◆ **YOUR TASK**: Put every line of the data below into a numbered list, leaving out any blank lines.

_ _ _ _ _ _ _

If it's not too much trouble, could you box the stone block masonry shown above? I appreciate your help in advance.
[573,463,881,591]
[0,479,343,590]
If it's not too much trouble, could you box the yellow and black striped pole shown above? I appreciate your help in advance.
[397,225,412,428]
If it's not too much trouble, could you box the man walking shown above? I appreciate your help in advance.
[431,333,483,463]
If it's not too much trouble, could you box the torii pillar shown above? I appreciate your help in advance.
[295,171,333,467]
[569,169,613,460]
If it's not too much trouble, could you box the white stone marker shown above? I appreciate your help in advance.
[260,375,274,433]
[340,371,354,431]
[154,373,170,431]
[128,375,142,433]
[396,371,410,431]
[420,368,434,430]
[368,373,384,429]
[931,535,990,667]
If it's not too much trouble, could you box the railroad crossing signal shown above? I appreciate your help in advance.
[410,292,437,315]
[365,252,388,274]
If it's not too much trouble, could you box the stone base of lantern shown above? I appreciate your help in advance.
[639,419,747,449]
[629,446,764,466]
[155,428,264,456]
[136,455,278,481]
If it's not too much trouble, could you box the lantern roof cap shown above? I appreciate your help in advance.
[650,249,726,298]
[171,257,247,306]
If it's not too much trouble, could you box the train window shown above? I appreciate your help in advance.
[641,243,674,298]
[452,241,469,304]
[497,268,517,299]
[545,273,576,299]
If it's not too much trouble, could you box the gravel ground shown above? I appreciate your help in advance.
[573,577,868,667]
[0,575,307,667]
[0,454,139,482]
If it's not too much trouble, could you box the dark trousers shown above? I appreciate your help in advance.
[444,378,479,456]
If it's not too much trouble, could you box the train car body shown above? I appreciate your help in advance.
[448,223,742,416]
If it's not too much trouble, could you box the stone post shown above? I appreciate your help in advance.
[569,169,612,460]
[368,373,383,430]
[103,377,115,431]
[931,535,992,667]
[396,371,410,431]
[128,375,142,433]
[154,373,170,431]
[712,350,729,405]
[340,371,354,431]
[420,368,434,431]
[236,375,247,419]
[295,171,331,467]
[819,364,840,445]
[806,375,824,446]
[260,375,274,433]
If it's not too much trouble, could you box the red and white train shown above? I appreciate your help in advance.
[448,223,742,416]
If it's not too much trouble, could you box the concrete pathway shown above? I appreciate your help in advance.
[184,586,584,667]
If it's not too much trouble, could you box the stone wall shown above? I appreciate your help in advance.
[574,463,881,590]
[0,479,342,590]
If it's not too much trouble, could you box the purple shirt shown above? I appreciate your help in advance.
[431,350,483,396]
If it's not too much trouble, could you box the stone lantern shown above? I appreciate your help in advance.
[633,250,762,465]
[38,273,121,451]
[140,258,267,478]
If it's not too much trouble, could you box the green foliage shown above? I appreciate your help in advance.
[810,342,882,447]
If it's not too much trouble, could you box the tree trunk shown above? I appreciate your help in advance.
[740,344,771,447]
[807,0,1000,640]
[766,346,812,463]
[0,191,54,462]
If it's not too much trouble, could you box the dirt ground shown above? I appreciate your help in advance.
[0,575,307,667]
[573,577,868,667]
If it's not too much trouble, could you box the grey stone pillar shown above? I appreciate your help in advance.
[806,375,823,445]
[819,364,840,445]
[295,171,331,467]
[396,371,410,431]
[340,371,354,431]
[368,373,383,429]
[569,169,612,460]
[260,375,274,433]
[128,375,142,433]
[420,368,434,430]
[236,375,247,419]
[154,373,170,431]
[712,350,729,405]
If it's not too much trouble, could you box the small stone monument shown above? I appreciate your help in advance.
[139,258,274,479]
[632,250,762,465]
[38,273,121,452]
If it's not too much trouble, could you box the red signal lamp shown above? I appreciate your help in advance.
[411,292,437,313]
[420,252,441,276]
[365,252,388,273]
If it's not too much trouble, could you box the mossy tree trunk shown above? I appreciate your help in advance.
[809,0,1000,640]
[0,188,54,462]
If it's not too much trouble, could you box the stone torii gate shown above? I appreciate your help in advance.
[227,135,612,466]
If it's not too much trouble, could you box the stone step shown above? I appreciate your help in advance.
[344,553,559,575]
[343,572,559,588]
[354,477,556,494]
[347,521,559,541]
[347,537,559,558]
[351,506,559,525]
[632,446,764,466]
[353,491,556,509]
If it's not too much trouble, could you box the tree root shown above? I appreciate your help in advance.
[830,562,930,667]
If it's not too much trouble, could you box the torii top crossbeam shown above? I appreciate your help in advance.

_ _ _ _ _ _ _

◆ **TASK ANSWER**:
1. If it's not too much trouble, could you box the stone block masonry shown above? I appreciate your help in advance.
2. [573,463,881,591]
3. [0,479,343,590]
4. If it's not too much trouble, could you box the yellow and black striped pole shown above? I appreciate your help in advance.
5. [397,225,412,428]
6. If it's not too much trouble, could you box the man walking shown above? I appreciate your help in advance.
7. [431,333,483,463]
8. If it's not too much trouble, could you box the torii pillar shown above? I appreciate your help in advance.
9. [295,171,333,467]
10. [569,169,613,460]
11. If it's not too much trouble, could you box the white stone marker shown above? I appreciate your help in advance.
12. [260,375,274,433]
13. [340,371,354,431]
14. [154,373,170,431]
15. [128,375,142,433]
16. [396,371,410,431]
17. [420,368,434,430]
18. [368,373,384,429]
19. [931,535,990,667]
20. If it's not too much trouble, could you box the railroad crossing signal shown above? I appreciate your help in advance.
21. [410,292,437,315]
22. [365,252,388,274]
23. If it's not too much trouble, could you box the stone base of lantern shown above? I appreciate your help in advance.
24. [639,419,747,449]
25. [629,446,764,466]
26. [155,428,264,456]
27. [136,455,278,481]
28. If it's not too much trouble, could you box the lantern roof cap shown above? I appreciate your help in advance.
29. [650,249,726,298]
30. [171,257,247,306]
31. If it's not too much trouble, could you box the train window shown above? I appreciate your help in advance.
32. [641,243,674,298]
33. [452,241,469,304]
34. [497,268,517,299]
35. [545,273,576,299]
36. If it's not too much trouble, could you box the gravel ground shown above? I appreciate your help in advance.
37. [573,577,868,667]
38. [0,575,307,667]
39. [0,454,139,482]
40. If it's not too much trouble, could you box the dark trousers shown above? I appreciate your help in advance.
41. [444,378,479,456]
42. If it's not too much trouble, could you box the train car body shown above? I appreciate your help in advance.
43. [448,223,742,416]
44. If it's not too much trouble, could you box the stone post shown above? I appreciate your help in advance.
45. [569,169,612,460]
46. [368,373,383,430]
47. [103,377,115,431]
48. [931,535,992,667]
49. [396,371,410,431]
50. [128,375,142,433]
51. [154,373,170,431]
52. [712,350,729,405]
53. [340,371,354,431]
54. [420,368,434,431]
55. [236,375,247,419]
56. [295,171,331,467]
57. [819,364,840,445]
58. [806,375,824,446]
59. [260,375,274,433]
60. If it's not too much trouble, could you box the red and white train shown above? I appreciate your help in advance.
61. [448,223,742,416]
62. If it's not too much trouble, could you box the concrete pathway shown above? I appreciate your help in advance.
63. [184,586,584,667]
64. If it's not too much trouble, could you box the stone wall shown above? I appreciate your help in advance.
65. [574,463,881,590]
66. [0,479,342,590]
67. If it's not too much trouble, could you box the purple shirt shown above? I appreciate your help in advance.
68. [431,350,483,396]
69. If it's not too much trouble, could you box the stone lantern shown above? I appreciate your help in advance.
70. [633,250,762,465]
71. [38,273,121,451]
72. [140,258,267,478]
73. If it's not too much trouble, could you box the green foliage shown above? I appreciate your help in advance.
74. [810,342,882,447]
75. If it's not too much trouble, could you box the tree trunk shown above? I appreciate your help in advance.
76. [740,344,771,447]
77. [807,0,1000,640]
78. [766,346,812,463]
79. [0,191,54,462]
80. If it's not too much trouble, could you box the dirt ground shown above? I appreciate your help in advance.
81. [0,575,307,667]
82. [573,577,868,667]
83. If it's not too much trouble, could you box the grey stone pillar shown above? I appreciate your help in advance.
84. [806,375,823,445]
85. [819,364,840,445]
86. [295,171,331,467]
87. [396,371,410,431]
88. [340,371,354,431]
89. [368,373,383,429]
90. [569,169,612,460]
91. [260,375,274,433]
92. [128,375,142,433]
93. [420,368,434,430]
94. [236,375,247,419]
95. [154,373,170,431]
96. [712,350,729,405]
97. If it's not too much trouble, could you box the small stone monument shown above? I appreciate your help in advance.
98. [139,258,274,479]
99. [632,250,762,465]
100. [38,273,121,452]
101. If it's not too much trouble, could you box the red signal lamp shown above? I appreciate your help in advance.
102. [411,292,437,313]
103. [420,252,441,276]
104. [365,252,388,273]
105. If it's not too much trouble, could you box the mossy tree trunk shown above? I appreciate your help in advance.
106. [809,0,1000,640]
107. [0,188,54,462]
108. If it's not too much trouble, could you box the stone torii gate shown above? I appreciate your help in advance.
109. [227,135,612,466]
110. If it's not too much trouble, could you box the stone step shown above? I appreciate your help in advance.
111. [344,553,559,575]
112. [343,572,559,588]
113. [354,477,556,494]
114. [347,521,559,541]
115. [347,537,559,558]
116. [351,506,559,525]
117. [632,446,764,466]
118. [353,491,556,509]
119. If it's not too much trouble, could you box the tree root shown above? I appreciate your help in advance.
120. [830,562,930,667]
121. If it's not too much trouble, could you box the torii top crossbeam shown above? I appreciate your help in advance.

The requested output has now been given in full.